Segment Start: Data supplied

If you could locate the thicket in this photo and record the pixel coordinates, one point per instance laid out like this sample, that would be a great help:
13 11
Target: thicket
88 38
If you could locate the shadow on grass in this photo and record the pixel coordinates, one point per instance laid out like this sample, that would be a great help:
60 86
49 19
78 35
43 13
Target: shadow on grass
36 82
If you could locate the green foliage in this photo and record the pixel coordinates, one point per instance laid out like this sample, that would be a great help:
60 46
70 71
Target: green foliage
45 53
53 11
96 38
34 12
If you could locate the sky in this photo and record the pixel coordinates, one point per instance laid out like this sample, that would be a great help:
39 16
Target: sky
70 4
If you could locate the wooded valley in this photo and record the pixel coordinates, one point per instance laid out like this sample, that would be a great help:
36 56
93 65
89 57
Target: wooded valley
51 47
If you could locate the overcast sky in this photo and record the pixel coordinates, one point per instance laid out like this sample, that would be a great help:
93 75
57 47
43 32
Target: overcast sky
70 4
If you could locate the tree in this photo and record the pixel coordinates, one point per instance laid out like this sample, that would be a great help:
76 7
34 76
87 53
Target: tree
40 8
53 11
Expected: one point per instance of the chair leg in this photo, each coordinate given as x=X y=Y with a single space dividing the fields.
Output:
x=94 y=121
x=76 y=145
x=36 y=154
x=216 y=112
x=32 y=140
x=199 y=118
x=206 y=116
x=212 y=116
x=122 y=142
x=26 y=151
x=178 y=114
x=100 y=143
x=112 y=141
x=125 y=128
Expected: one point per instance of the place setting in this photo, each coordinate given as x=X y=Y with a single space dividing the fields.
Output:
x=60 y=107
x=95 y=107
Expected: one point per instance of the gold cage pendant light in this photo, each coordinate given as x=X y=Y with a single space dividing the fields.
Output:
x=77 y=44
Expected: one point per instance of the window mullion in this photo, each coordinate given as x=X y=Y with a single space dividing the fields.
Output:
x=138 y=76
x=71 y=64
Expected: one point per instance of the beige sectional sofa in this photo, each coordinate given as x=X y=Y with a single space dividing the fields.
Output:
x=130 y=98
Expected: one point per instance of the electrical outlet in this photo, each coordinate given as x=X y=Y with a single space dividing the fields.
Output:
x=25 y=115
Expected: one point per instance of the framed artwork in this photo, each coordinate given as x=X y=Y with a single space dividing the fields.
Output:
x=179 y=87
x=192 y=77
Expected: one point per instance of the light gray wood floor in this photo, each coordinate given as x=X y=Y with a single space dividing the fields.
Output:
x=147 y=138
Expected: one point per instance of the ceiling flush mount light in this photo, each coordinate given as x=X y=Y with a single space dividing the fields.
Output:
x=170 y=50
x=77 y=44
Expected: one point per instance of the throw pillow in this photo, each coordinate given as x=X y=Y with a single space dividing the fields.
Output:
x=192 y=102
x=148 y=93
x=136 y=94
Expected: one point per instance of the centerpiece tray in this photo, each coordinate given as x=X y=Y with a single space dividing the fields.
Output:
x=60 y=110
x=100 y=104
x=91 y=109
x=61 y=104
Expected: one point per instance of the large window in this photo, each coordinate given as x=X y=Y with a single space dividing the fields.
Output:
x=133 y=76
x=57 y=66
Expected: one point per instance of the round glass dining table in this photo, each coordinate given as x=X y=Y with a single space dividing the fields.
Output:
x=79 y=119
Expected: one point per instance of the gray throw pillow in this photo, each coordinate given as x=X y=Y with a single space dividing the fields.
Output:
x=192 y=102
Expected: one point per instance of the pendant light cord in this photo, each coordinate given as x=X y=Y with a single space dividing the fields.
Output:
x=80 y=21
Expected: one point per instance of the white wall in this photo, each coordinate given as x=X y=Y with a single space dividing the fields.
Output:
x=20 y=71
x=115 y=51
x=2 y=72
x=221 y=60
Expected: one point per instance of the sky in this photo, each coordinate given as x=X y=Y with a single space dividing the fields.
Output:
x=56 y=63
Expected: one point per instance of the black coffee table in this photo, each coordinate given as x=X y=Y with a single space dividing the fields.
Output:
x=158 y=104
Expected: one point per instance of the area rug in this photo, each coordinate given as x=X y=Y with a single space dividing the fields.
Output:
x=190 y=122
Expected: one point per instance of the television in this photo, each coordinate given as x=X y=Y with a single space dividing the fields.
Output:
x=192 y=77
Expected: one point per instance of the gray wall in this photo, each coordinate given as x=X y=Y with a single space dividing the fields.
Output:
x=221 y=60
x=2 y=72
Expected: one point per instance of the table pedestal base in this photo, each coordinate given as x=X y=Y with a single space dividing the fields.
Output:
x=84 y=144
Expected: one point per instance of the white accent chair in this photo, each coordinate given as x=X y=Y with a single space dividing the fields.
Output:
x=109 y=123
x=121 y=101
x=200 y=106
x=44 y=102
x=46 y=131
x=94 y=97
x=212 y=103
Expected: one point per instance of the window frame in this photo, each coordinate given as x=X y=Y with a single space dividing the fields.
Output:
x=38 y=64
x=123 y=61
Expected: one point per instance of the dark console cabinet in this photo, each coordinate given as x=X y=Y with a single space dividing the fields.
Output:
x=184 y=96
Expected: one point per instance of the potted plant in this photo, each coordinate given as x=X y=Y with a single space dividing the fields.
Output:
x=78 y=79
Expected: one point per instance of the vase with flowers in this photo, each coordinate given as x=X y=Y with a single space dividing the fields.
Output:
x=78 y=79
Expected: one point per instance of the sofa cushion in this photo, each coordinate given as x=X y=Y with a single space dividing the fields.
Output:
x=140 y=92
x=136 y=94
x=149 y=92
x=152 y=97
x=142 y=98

Segment End: Data supplied

» **Exercise brief**: Figure out how many lines of the material above hold the word "table", and answer with that number only.

» **Output for this task**: 3